SHORT TASK:
Rescale the listing from the line with "Indicate the green" up to and including the line with "(1363, 344)", writing out only those lines with the requests kept. Multiply every x and y coordinate in the answers by 0.45 and round each result to a whole number, rounding halves up.

DATASET RECORDS:
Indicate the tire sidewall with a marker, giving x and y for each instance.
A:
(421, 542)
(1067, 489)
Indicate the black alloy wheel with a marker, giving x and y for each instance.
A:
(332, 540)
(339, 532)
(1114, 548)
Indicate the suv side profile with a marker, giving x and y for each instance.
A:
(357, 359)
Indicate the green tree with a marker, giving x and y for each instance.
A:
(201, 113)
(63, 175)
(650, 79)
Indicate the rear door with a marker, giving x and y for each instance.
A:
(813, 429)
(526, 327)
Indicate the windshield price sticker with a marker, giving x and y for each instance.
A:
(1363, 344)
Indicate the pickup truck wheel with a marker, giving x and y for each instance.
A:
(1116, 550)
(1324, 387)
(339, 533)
==
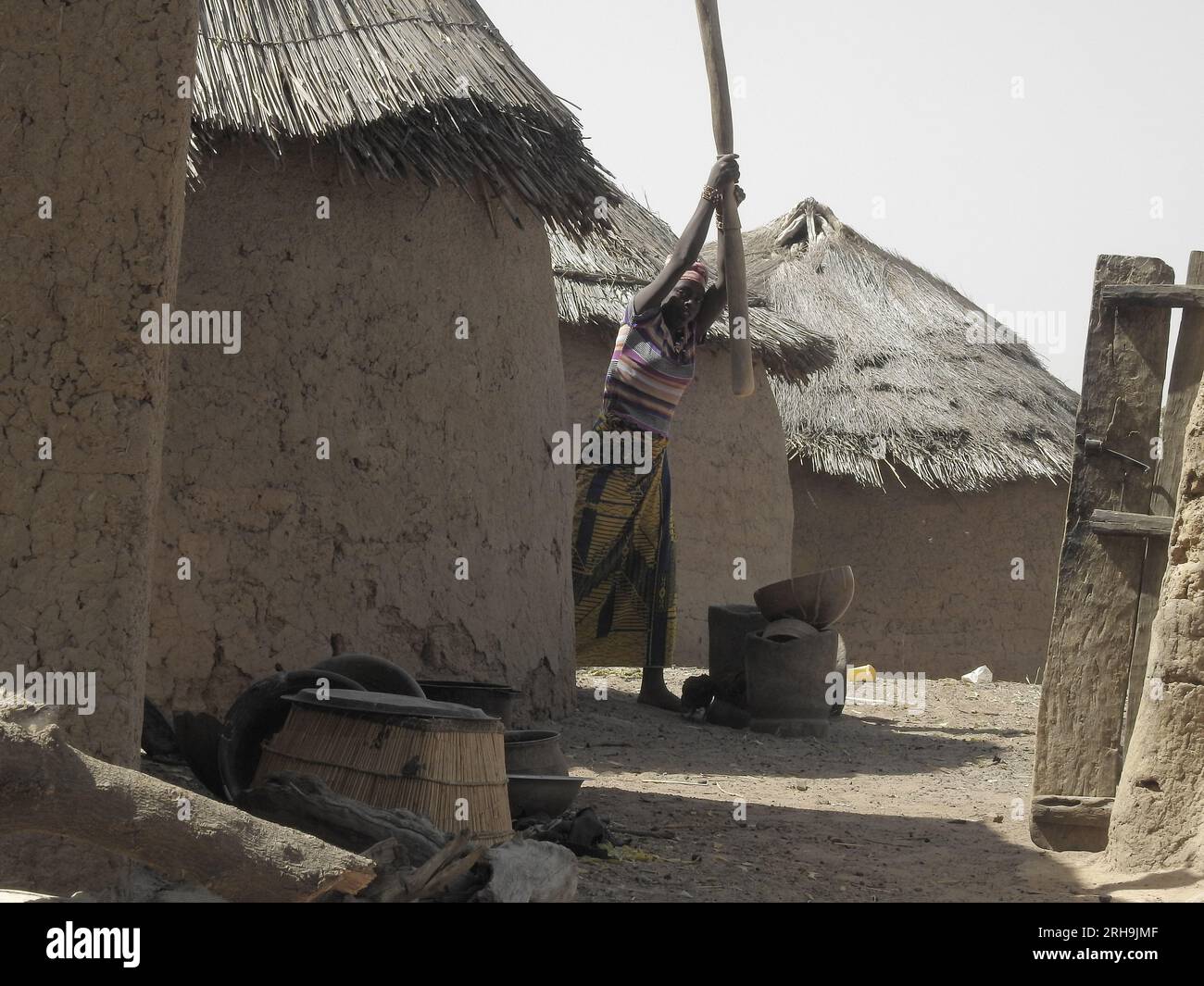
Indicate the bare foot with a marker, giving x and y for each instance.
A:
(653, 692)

REPLY:
Indicate the green tree with a marker, giving x and y for each instance.
A:
(90, 51)
(28, 79)
(293, 36)
Indicate the rear door with a marker, giving x and y for each instance.
A:
(366, 193)
(237, 147)
Indicate the windshield price sticker with a marker, giving x and y for each instance.
A:
(613, 155)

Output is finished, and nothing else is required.